◆ Given text ◆

■ ■ ■

How do you spell mouth?
As above, right?
Yes, unless you develop severe oral mucositis (SOM) from the treatment of head and neck cancer in which case that spelling – and pronunciation – definitively changes to “m-o-w-t-h”.
The o-w is for OW!!!!! As in OW, THAT REALLY, REALLY, REALLY @#$%! HURTS!!!!
Like almost constantly for 7-9 weeks, which is about how long patients with head and neck cancer receive chemotherapy and radiation.
Imagine for a moment what it would feel like to chew and swallow a steel wool pad. Then sprinkle on for good measure a handful of thorns, a long, curled piece of barbed wire, some ground glass, and several squares of highly abrasive sandpaper, and diligently work that crunchy mixture around your oral cavity.
Or mOWth.
Eating, and swallowing?
Yeah, right.
FUGGEDABOUTIT!
A more fitting abbreviation than “SOM” for severe oral mucositis is “SOS” as in the steel wool pad pictured below and as in the internationally recognized expression for, “PLEASE HELP NOW!!!”
Which is what EpicentRx hopes to do with its Phase 2b randomized, blinded clinical trial, KEVLARx. In KEVLARx, lead EpicentRx therapy, RRx-001 (nibrozetone), is given before the start of chemotherapy and radiation to prevent or reduce the pain associated with severe oral mucositis.
How will we know if RRx-001 is successful against severe oral mucositis?
If patients no longer spell – or pronounce – “mouth” as “mOWth”.

■ ■ ■

◆ Available data ◆
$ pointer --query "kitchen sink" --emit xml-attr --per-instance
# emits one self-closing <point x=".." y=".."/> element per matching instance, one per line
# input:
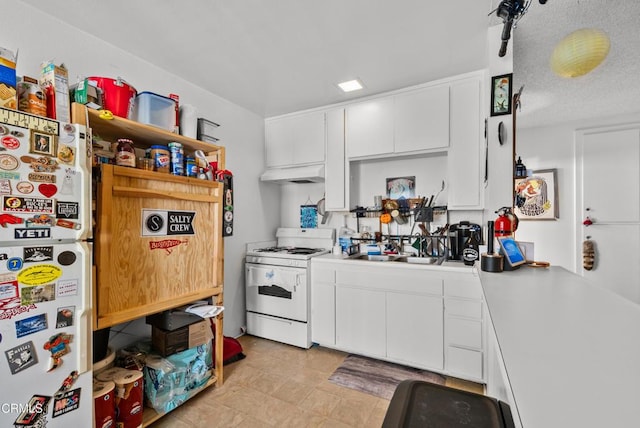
<point x="419" y="260"/>
<point x="372" y="257"/>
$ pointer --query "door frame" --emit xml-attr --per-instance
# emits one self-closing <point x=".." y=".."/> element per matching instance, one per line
<point x="580" y="229"/>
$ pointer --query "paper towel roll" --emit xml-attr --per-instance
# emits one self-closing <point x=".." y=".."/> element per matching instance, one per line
<point x="189" y="121"/>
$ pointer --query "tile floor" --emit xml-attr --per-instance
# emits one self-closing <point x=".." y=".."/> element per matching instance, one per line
<point x="283" y="386"/>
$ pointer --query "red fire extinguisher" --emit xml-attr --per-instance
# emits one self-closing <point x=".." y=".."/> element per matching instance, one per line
<point x="506" y="223"/>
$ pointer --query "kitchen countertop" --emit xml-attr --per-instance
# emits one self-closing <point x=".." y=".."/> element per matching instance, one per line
<point x="571" y="349"/>
<point x="447" y="266"/>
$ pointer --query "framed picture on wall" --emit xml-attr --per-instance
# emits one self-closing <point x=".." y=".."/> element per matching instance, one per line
<point x="536" y="196"/>
<point x="501" y="94"/>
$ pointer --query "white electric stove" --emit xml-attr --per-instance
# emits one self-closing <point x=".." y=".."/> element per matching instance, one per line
<point x="277" y="284"/>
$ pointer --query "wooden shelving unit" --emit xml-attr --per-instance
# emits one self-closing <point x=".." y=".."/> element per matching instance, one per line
<point x="130" y="279"/>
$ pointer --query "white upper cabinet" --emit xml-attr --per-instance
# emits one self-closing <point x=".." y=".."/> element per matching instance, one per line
<point x="422" y="119"/>
<point x="336" y="181"/>
<point x="369" y="128"/>
<point x="295" y="140"/>
<point x="412" y="121"/>
<point x="466" y="144"/>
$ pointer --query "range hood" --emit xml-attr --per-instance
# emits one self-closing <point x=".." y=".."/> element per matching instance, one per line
<point x="296" y="174"/>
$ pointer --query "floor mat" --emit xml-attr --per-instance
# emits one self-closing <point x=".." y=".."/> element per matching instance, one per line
<point x="377" y="377"/>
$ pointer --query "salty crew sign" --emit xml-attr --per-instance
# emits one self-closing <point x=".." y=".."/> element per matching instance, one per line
<point x="167" y="223"/>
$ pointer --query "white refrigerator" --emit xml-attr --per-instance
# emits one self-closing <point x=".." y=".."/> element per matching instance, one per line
<point x="45" y="273"/>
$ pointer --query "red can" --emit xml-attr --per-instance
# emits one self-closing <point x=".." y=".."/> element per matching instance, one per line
<point x="118" y="95"/>
<point x="103" y="404"/>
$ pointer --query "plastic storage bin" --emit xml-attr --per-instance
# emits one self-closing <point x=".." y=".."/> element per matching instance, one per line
<point x="154" y="109"/>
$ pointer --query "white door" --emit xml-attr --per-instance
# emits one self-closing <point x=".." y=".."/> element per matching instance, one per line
<point x="608" y="192"/>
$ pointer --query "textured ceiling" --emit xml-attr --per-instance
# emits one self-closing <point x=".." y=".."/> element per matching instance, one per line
<point x="275" y="57"/>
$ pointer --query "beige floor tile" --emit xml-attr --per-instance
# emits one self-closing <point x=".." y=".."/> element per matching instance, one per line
<point x="320" y="402"/>
<point x="293" y="392"/>
<point x="283" y="386"/>
<point x="352" y="412"/>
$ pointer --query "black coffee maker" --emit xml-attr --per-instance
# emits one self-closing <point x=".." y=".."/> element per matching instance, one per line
<point x="459" y="234"/>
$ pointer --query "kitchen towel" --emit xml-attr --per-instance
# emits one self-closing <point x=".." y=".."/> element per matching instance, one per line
<point x="377" y="377"/>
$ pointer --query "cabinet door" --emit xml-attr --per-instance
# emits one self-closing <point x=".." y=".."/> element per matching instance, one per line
<point x="337" y="166"/>
<point x="369" y="128"/>
<point x="415" y="330"/>
<point x="360" y="321"/>
<point x="295" y="140"/>
<point x="465" y="183"/>
<point x="422" y="119"/>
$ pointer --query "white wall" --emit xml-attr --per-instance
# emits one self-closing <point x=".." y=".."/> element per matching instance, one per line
<point x="38" y="37"/>
<point x="554" y="147"/>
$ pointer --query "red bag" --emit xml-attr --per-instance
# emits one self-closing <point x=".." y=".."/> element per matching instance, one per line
<point x="231" y="348"/>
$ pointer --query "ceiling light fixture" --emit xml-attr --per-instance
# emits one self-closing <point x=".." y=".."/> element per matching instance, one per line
<point x="350" y="85"/>
<point x="580" y="52"/>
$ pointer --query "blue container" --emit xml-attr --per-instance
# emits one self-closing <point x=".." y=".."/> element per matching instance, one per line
<point x="176" y="154"/>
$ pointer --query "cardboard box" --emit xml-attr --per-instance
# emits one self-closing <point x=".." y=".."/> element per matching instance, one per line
<point x="8" y="95"/>
<point x="57" y="77"/>
<point x="170" y="342"/>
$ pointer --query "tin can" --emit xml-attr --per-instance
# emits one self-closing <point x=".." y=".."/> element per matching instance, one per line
<point x="32" y="99"/>
<point x="176" y="163"/>
<point x="191" y="169"/>
<point x="161" y="158"/>
<point x="125" y="154"/>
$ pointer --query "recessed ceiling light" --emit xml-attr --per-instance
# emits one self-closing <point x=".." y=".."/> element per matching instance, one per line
<point x="350" y="85"/>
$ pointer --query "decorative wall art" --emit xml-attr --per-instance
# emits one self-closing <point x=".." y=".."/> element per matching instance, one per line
<point x="401" y="187"/>
<point x="42" y="144"/>
<point x="536" y="196"/>
<point x="501" y="94"/>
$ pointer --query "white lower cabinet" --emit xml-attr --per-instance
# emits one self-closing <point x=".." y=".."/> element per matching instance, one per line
<point x="415" y="330"/>
<point x="360" y="321"/>
<point x="465" y="338"/>
<point x="422" y="318"/>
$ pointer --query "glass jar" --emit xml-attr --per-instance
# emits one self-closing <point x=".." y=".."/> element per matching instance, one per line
<point x="125" y="154"/>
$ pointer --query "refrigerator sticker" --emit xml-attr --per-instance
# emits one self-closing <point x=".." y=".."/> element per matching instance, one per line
<point x="28" y="205"/>
<point x="67" y="287"/>
<point x="167" y="223"/>
<point x="68" y="224"/>
<point x="67" y="182"/>
<point x="5" y="186"/>
<point x="39" y="220"/>
<point x="10" y="142"/>
<point x="11" y="308"/>
<point x="9" y="219"/>
<point x="21" y="357"/>
<point x="67" y="210"/>
<point x="67" y="383"/>
<point x="33" y="233"/>
<point x="10" y="175"/>
<point x="47" y="189"/>
<point x="8" y="162"/>
<point x="34" y="413"/>
<point x="31" y="325"/>
<point x="38" y="254"/>
<point x="68" y="402"/>
<point x="166" y="244"/>
<point x="66" y="154"/>
<point x="41" y="178"/>
<point x="41" y="163"/>
<point x="24" y="187"/>
<point x="58" y="345"/>
<point x="40" y="274"/>
<point x="9" y="290"/>
<point x="38" y="294"/>
<point x="67" y="258"/>
<point x="65" y="316"/>
<point x="14" y="264"/>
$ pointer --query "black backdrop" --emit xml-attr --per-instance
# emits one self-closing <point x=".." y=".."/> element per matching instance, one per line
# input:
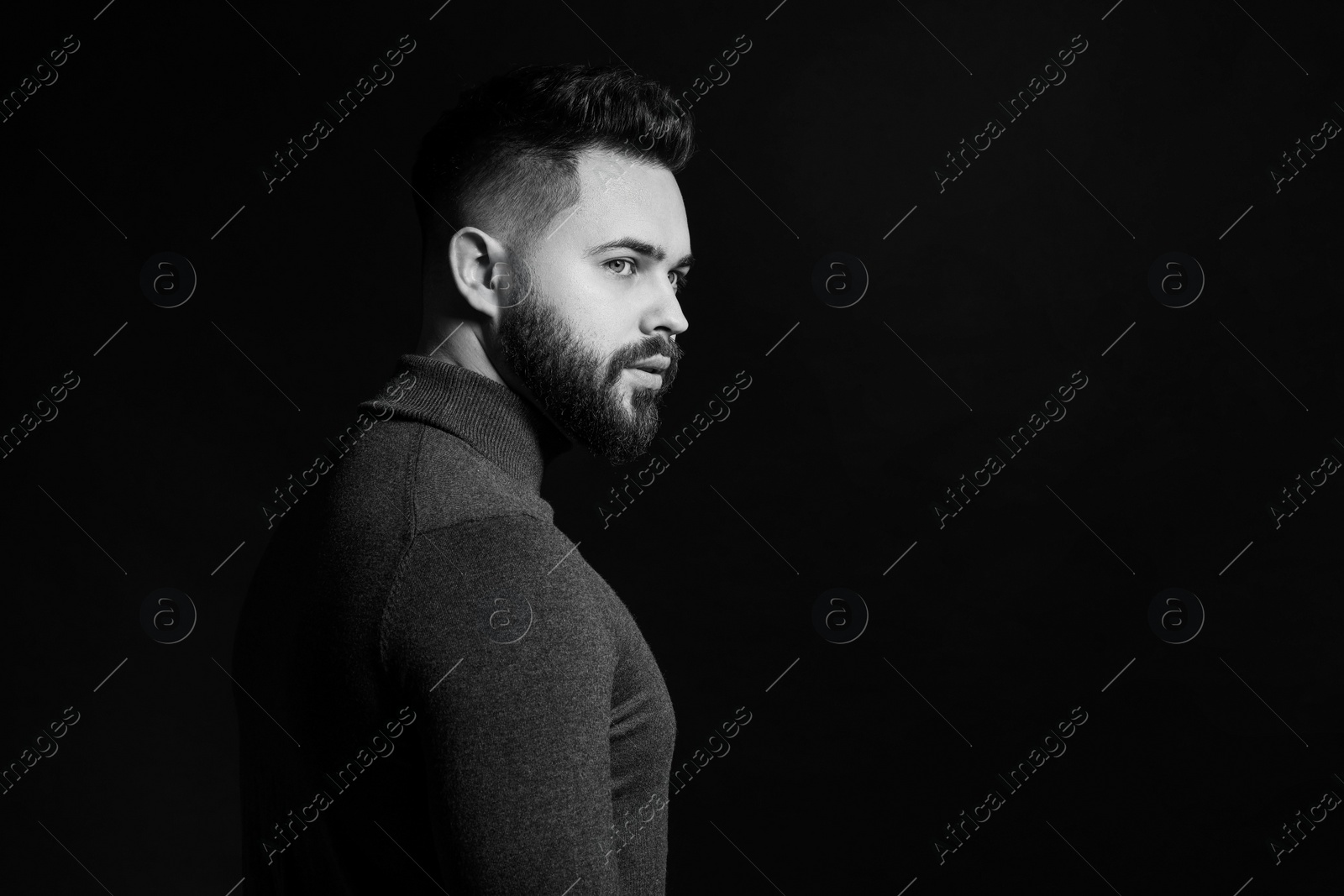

■ ■ ■

◆ About this exercise ◆
Answer these from the oral mucositis text above:
(a) For about how many weeks do patients with head and neck cancer receive chemotherapy and radiation?
(b) What is the name of the EpicentRx Phase 2b clinical trial?
(c) When is RRx-001 given relative to chemotherapy and radiation?

◆ Exercise output ◆
(a) 7-9 weeks
(b) KEVLARx
(c) Before the start of chemotherapy and radiation